▶ [Instruction]
Edit the listing below by changing every "chili pepper" to "chile pepper" and keeping everything else the same. Write out the edited lines without the pictures.
-- Start --
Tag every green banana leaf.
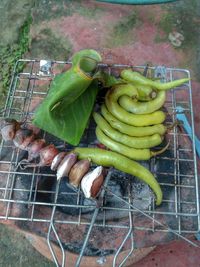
[33,50,101,145]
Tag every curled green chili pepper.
[105,85,165,126]
[74,147,162,205]
[119,91,166,114]
[93,112,163,148]
[101,105,167,136]
[96,126,168,160]
[121,69,189,90]
[134,84,156,101]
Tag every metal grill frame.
[0,59,200,266]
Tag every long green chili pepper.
[121,69,189,90]
[96,126,169,160]
[119,91,166,114]
[135,84,155,101]
[74,147,163,205]
[105,85,165,126]
[93,112,163,148]
[96,126,152,160]
[101,105,167,136]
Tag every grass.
[0,16,32,102]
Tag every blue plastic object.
[97,0,177,5]
[176,106,200,158]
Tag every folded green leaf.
[33,50,101,145]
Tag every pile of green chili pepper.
[88,69,188,205]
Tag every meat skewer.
[0,118,106,198]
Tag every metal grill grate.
[0,60,200,266]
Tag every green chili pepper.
[93,112,163,148]
[101,105,167,136]
[135,84,154,101]
[96,126,152,160]
[74,147,162,205]
[121,69,189,90]
[33,50,101,145]
[105,85,165,126]
[119,91,166,114]
[96,126,169,160]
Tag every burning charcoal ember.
[0,118,20,141]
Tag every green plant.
[0,15,32,96]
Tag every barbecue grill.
[0,59,200,266]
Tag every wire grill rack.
[0,59,200,266]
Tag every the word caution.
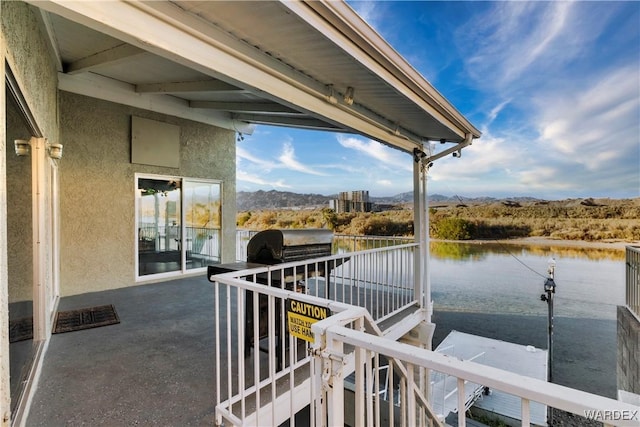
-- End --
▶ [Answer to this task]
Tag every green banana leaf.
[33,50,101,145]
Tag every curled green chile pepper.
[105,85,165,126]
[74,147,162,205]
[119,91,166,114]
[93,112,163,148]
[101,105,167,136]
[96,126,168,160]
[121,69,189,90]
[134,84,156,101]
Tag every metal grill frame.
[0,59,200,266]
Tag every long green chile pepper.
[121,69,189,90]
[96,126,169,160]
[119,91,166,114]
[135,84,155,101]
[74,147,163,205]
[105,85,165,126]
[93,112,163,148]
[96,126,152,160]
[101,105,167,136]
Tag every grass.
[0,16,32,102]
Tag every blue plastic object.
[97,0,177,5]
[176,106,200,158]
Tag every folded green leaf.
[33,50,101,145]
Tag every pile of green chile pepper.
[88,69,188,205]
Tag every meat skewer.
[0,118,106,198]
Tag every metal grill grate.
[0,60,200,266]
Tag every green chile pepper.
[93,112,163,148]
[101,105,167,136]
[135,84,154,101]
[96,126,152,160]
[74,147,162,205]
[121,69,189,90]
[33,50,101,145]
[105,85,165,126]
[119,91,166,114]
[96,126,169,160]
Tag every burning charcoal ember.
[0,118,20,141]
Tag every green plant.
[0,15,32,96]
Tag every barbecue grill.
[0,59,200,266]
Tag every wire grill rack.
[0,59,200,266]
Tag every the word caution.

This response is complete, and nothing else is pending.